Goal: Give a verbatim repeat of the lines that run from the line containing "spot the green grass" to the end of the data below.

##### Listing #####

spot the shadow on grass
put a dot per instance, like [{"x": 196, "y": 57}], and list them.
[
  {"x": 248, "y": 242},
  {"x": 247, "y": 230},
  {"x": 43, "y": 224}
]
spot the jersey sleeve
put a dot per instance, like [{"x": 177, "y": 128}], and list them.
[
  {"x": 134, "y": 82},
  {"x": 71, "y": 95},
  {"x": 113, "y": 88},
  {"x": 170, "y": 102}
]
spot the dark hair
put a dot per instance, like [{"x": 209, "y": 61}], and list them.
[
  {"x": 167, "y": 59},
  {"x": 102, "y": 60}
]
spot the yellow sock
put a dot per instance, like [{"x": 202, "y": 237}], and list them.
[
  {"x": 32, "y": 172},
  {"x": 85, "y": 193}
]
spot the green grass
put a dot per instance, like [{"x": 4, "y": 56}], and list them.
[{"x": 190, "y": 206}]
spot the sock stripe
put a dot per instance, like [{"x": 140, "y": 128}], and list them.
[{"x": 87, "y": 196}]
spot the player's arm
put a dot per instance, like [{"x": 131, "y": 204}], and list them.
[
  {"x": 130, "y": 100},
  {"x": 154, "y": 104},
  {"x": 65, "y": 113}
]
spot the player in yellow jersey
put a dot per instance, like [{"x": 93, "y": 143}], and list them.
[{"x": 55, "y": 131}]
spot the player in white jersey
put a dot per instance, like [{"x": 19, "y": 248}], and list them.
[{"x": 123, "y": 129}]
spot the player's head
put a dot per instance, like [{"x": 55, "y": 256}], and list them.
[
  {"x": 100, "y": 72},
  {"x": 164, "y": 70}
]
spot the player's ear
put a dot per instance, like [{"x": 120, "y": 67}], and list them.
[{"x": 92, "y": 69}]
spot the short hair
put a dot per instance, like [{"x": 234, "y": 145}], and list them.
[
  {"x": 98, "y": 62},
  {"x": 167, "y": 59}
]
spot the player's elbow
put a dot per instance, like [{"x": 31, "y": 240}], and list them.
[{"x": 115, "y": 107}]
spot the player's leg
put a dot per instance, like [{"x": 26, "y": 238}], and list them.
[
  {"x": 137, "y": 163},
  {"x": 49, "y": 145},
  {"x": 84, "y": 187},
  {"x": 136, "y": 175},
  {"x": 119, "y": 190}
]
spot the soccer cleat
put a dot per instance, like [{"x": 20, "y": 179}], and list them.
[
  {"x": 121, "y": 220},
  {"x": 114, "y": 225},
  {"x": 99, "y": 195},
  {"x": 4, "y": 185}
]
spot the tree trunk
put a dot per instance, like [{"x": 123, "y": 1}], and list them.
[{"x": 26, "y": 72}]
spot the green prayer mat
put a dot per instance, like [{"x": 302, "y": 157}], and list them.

#####

Exercise response:
spot the green grass
put a dot per instance, like [{"x": 4, "y": 56}], and list them.
[{"x": 190, "y": 206}]
spot the sock stripe
put a dot per instance, like [{"x": 140, "y": 128}], and list them.
[{"x": 87, "y": 196}]
spot the player's arm
put a dot per instance, like [{"x": 131, "y": 204}], and list them.
[
  {"x": 130, "y": 100},
  {"x": 154, "y": 104},
  {"x": 65, "y": 113}
]
spot the player in yellow jersey
put a dot per instance, like [{"x": 93, "y": 143}], and list them.
[{"x": 55, "y": 131}]
spot the player in white jersey
put a dot per instance, like [{"x": 19, "y": 248}], and list them.
[{"x": 123, "y": 129}]
spot the player's head
put a dot per instance, like [{"x": 55, "y": 256}], and list them.
[
  {"x": 100, "y": 72},
  {"x": 164, "y": 70}
]
spot the player's ear
put a dot per instance, like [{"x": 120, "y": 67}], and list them.
[{"x": 92, "y": 69}]
spot the short hair
put a dot per instance, like [{"x": 234, "y": 145}], and list them.
[
  {"x": 98, "y": 62},
  {"x": 167, "y": 59}
]
spot the player's elbow
put a dot per instance, like [{"x": 31, "y": 240}], and list them.
[{"x": 115, "y": 107}]
spot the player's leg
put a dot per instance, like [{"x": 26, "y": 238}], and list them.
[
  {"x": 137, "y": 163},
  {"x": 49, "y": 145},
  {"x": 84, "y": 187},
  {"x": 136, "y": 175},
  {"x": 119, "y": 190}
]
spot the soccer cleat
put a dot per instance, like [{"x": 20, "y": 179}], and list them.
[
  {"x": 121, "y": 220},
  {"x": 114, "y": 225},
  {"x": 99, "y": 195},
  {"x": 4, "y": 185}
]
spot the tree trunk
put a dot per instance, like [{"x": 123, "y": 1}], and list them.
[{"x": 26, "y": 72}]
spot the green prayer mat
put a dot per instance, like [{"x": 302, "y": 157}], and list them.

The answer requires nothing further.